• **Görev Gereksinimleri**
1. Türk sanatı üzerine metin, kendi sanatımızın güçlülüğünü neden aşikâr sayıyor? Bir ile üç cümle arasında açıklayın.
2. Türk resmi üzerine metni kaldığı yerden devam ettirin.

Akademisyen Kitabevi, Ankara, 2023
Türk sanatı kendi özüne sahip köklü bir yapıya sahiptir. Binlerce yıllık geleneğiyle devam eden Türk sanatı, çeşitli formlarda kendini göstermiş ve geliştirmiştir. Uygurlardan
tutun Selçukluya, Osmanlıya birçok Türk devletinde; Fresk, seramik, minyatür, mimari,
cam, tezhip, çinicilik, ebru, çömlekçilik, dokumacılık, kaşıkçılık gibi birçok sanat zenginlikleri varlıklarını göstermiştir. Türk sanatı hem kendi kültürünü barındırmış hem de
inançsal değerleri taşımıştır. Türk sanatı aslında kendi sanatsal formlarıyla özellikle soyutlama ve soyut formlarıyla zaten modern çağın resim anlayışını yaşıyordu. Aslında
Türk resmi modernizm doğmadan önce çağları zaten aşmıştı. Hatta batı başka toplumların sanatından da beslenerek modern sanat anlayışını oluşturmuş denilebilir. Bazı
Batı sanatçıları Afrika’nın ve Doğu’nun (Osmanlı, Çin, Japon sanatları gibi) sanatını kendilerine besin kaynağı edinmişlerdir. Bu bağlamda kendi sanatımızın güçlülüğü aşikâr
ortadadır. 16. yy’dan sonra Osmanlı imparatorluğu, batının resim anlayışını yavaş yavaş
kabul etmeye başlamıştır. Batının resim bağlamında oluşturduğu reel görünümler Osmanlıyı etkilemiştir. Yabancı sanatçılar aracılığıyla bazı resimler, madalyonlar padişahlar
tarafından yaptırılmış, daha sonrasında ise 17. ve 18. yy’ da bazı minyatür sanatçıları
resimlerine tonlama ile elde edilen üç boyut, gerçekçi oran-orantıya ve forma sahip
figürler, perspektif arayışları vb. içeren minyatürler yapmaya başlamışlardır. Sonraki
süreçte artık Avrupa’dan eğitim alan askerlerimiz ve sanatçılarımız olmuştur. I. Dünya
savaşı sonrası Avrupa’daki birçok sanatçımız ülkelerine dönmüş daha sonrasında Cumhuriyet’in kuruluşuyla birlikte Batı anlamda resim anlayışı desteklenerek çeşitli grup ya
da sanatçılar aracılıyla gelişmiş ve günümüze gelmiştir. Cumhuriyet öncesi ve sonrası
dönemde Hem yurt içindeki hem yurt dışındaki sanatçılarımız o dönem yaygın olan
modern resim anlayışlarını (empresyonizm, kübizm, konstrüktivizm, exspresyonizm…)

• **Toplanan Veriler**
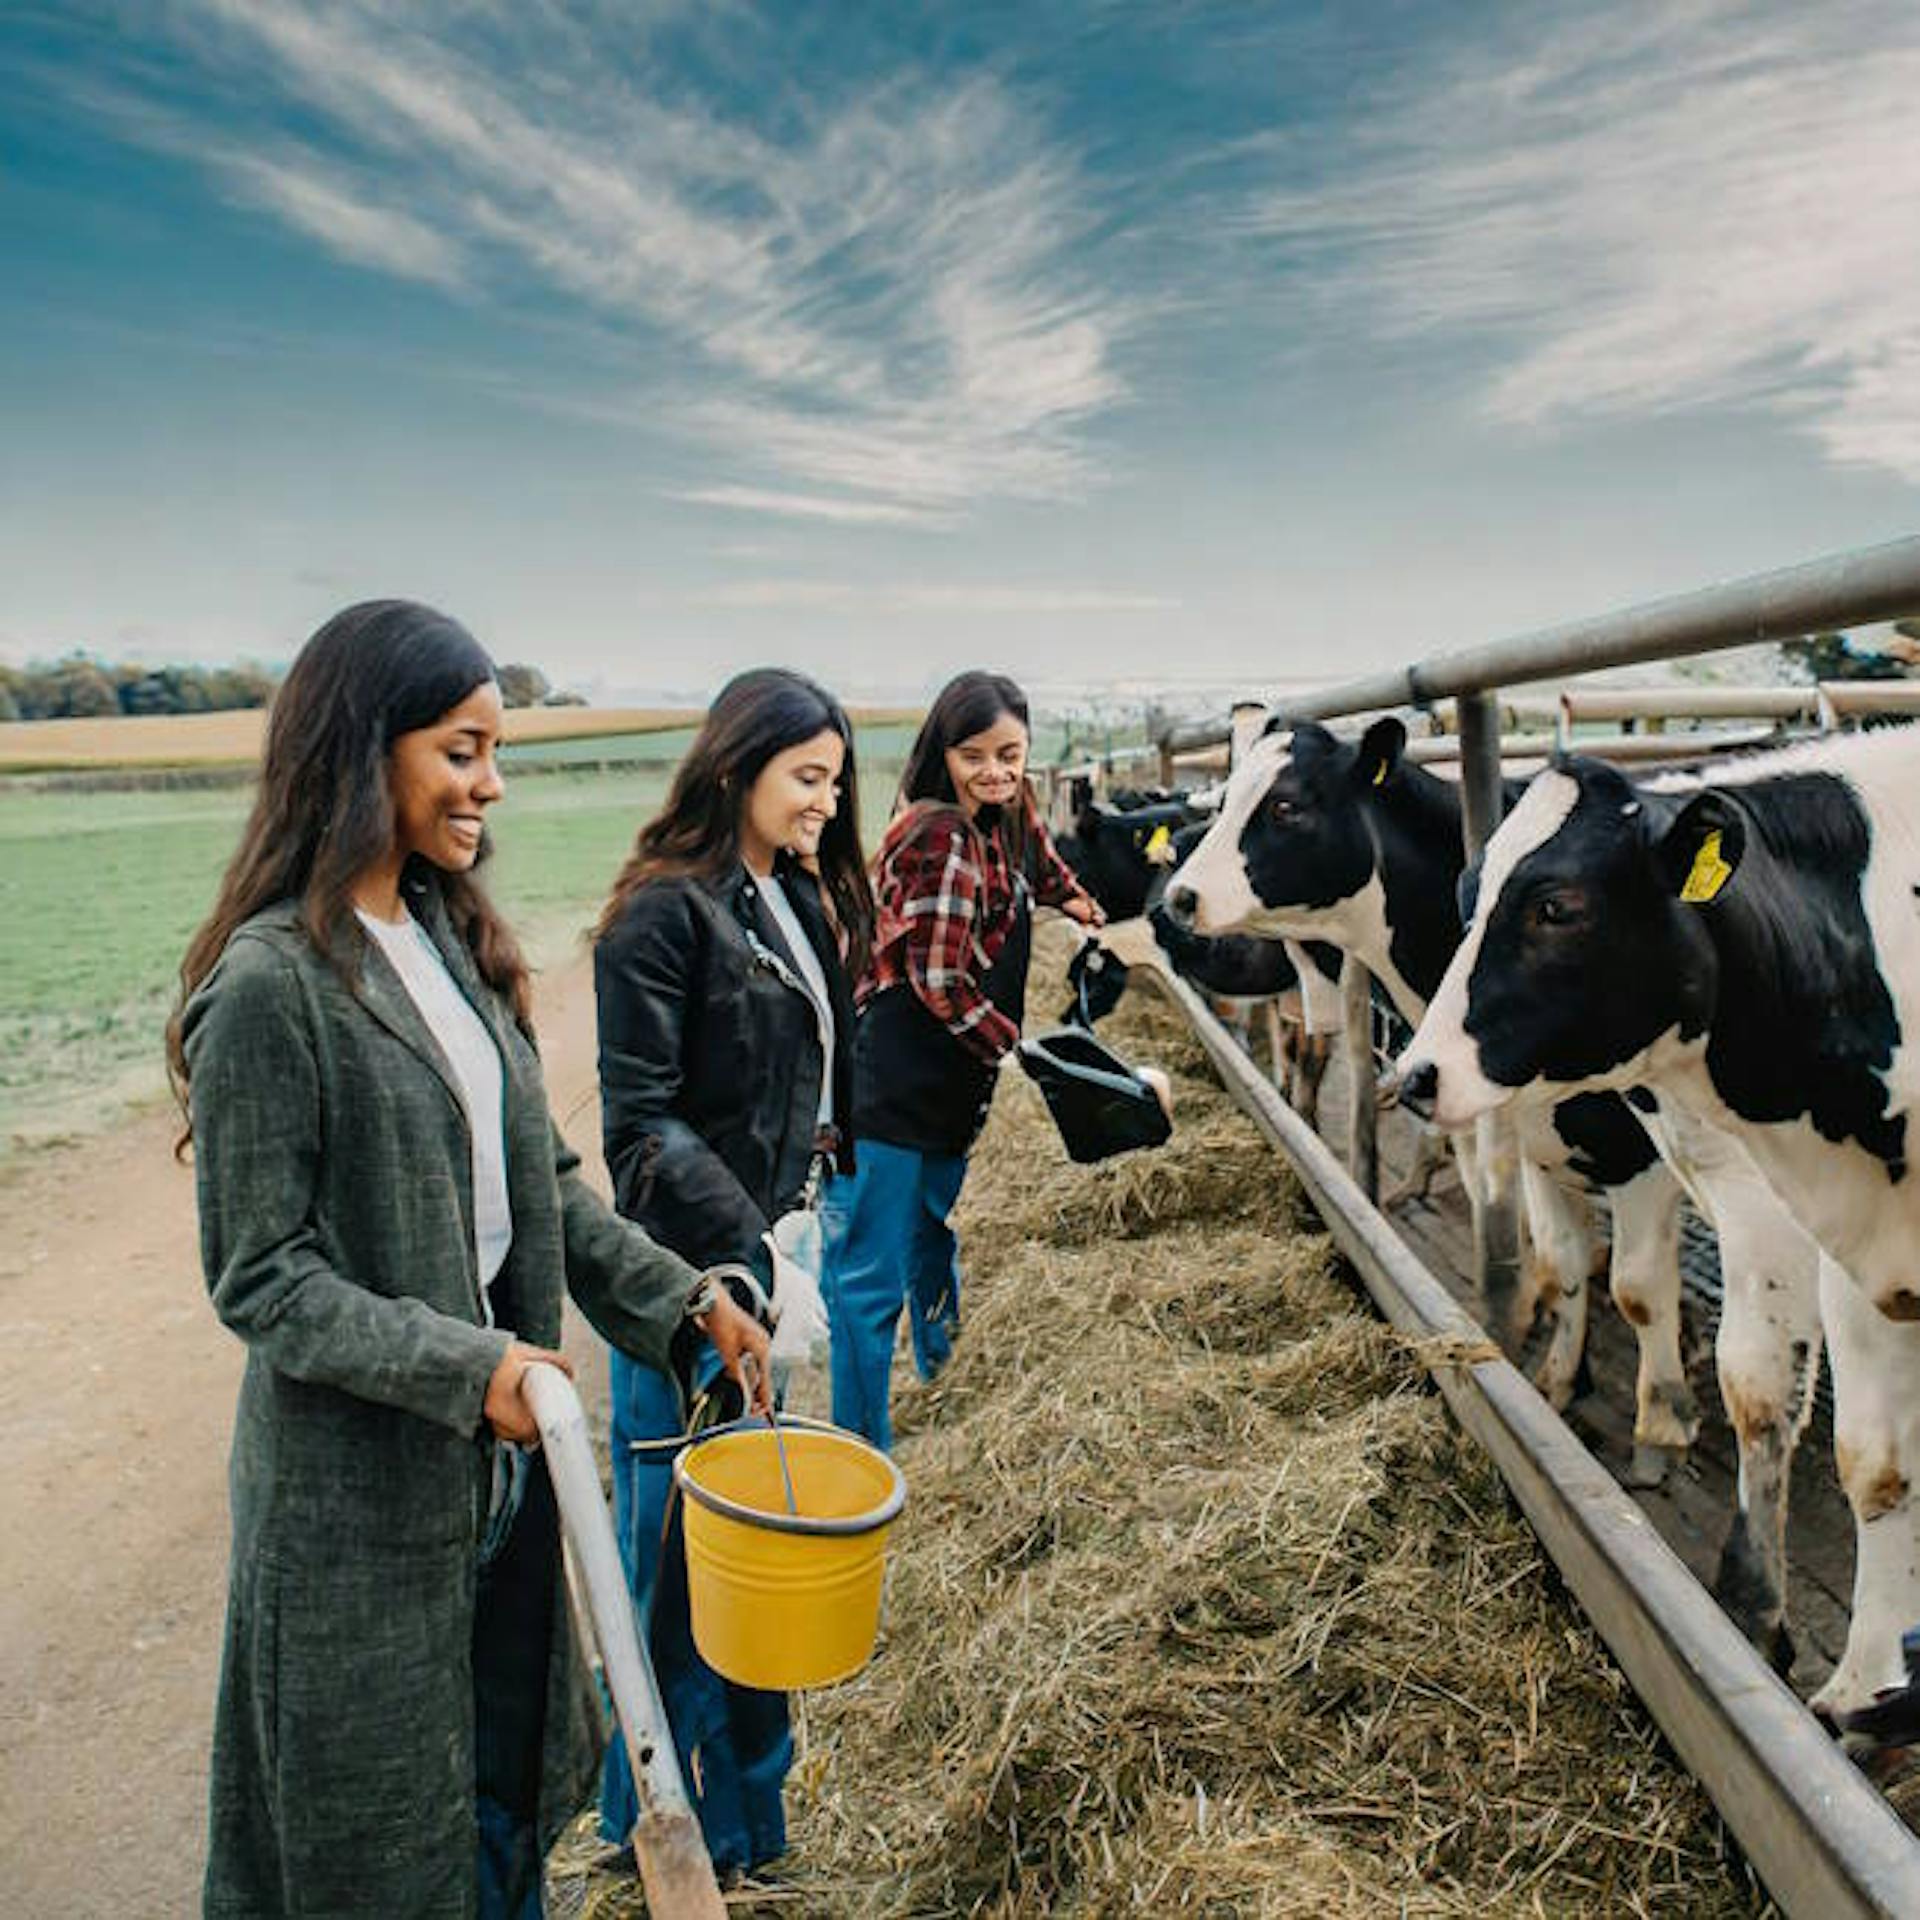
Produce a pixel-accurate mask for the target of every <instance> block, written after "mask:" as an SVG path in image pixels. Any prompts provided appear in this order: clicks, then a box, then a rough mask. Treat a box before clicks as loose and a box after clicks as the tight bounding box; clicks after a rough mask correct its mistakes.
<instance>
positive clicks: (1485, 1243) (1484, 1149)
mask: <svg viewBox="0 0 1920 1920" xmlns="http://www.w3.org/2000/svg"><path fill="white" fill-rule="evenodd" d="M1459 801H1461V831H1463V835H1465V843H1467V845H1465V852H1467V858H1469V860H1476V858H1478V856H1480V852H1482V849H1484V847H1486V843H1488V841H1490V839H1492V837H1494V829H1496V828H1498V826H1500V816H1501V814H1503V812H1505V793H1503V787H1501V768H1500V701H1498V699H1496V697H1494V695H1492V693H1490V691H1484V689H1482V691H1473V693H1463V695H1461V697H1459ZM1476 1137H1478V1139H1476V1146H1478V1152H1476V1154H1475V1171H1476V1175H1478V1177H1476V1179H1475V1181H1473V1187H1471V1198H1473V1258H1475V1269H1476V1279H1478V1283H1480V1300H1482V1302H1484V1304H1486V1313H1488V1319H1490V1321H1492V1327H1494V1332H1496V1336H1498V1338H1500V1340H1501V1342H1503V1344H1505V1346H1507V1350H1509V1352H1517V1350H1519V1342H1521V1340H1523V1338H1524V1332H1526V1329H1524V1327H1521V1325H1519V1321H1517V1308H1519V1298H1521V1212H1519V1196H1517V1190H1515V1188H1517V1187H1519V1152H1517V1148H1515V1140H1513V1125H1511V1121H1507V1119H1505V1117H1503V1116H1498V1114H1490V1116H1488V1117H1486V1119H1484V1121H1480V1125H1478V1129H1476Z"/></svg>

• **Alıştırma Cevapları**
1. Metne göre Batı, modern sanat anlayışını başka toplumların sanatından beslenerek oluşturmuştur. Bazı Batı sanatçıları Afrika'nın ve Doğu'nun (Osmanlı, Çin, Japon sanatları gibi) sanatını kendilerine besin kaynağı edinmiştir. Türk sanatı ise soyutlama ve soyut formlarıyla modern çağın resim anlayışını zaten yaşıyordu.

2.
benimsemiş ve ülkemizde bu resim anlayışlarına yönelik eserler üretmiş ve bu yönde
eğitim vermişlerdir. Elbette Türk sanatçılar genel itibariyle Türk kültüründen kopmayarak eserlerinde temada Türk toplumunu, gelenek-göreneklerini yansıtmışlardır. Türk
sanatçılarının daha çok batıdan beslendikleri şey biçimdir. Yıllar içerisinde Türk resmi
modernleşme açısından gelişmiş ve günümüze ulaşmıştır. Bu kitapta Türk Resminin
çağdaşlaşma sürecinde yaşadığı tüm evreleri kategorize ederek okuyucuların (araştırmacılar, akademisyenler, öğrenciler) daha kolay bilgilere erişimi sağlanmaya çalışılmıştır. Ayrıca her kategorideki bölümler büyük titizlikle akademik kurallara uygun şekilde
hazırlanmıştır. Çağdaş Türk sanatının tüm evrelerini içeren bu kitabın hazırlanışında
emeği geçen büyük çoğunluğu akademisyen olan tüm yazarlarımıza tek tek teşekkür
ediyorum.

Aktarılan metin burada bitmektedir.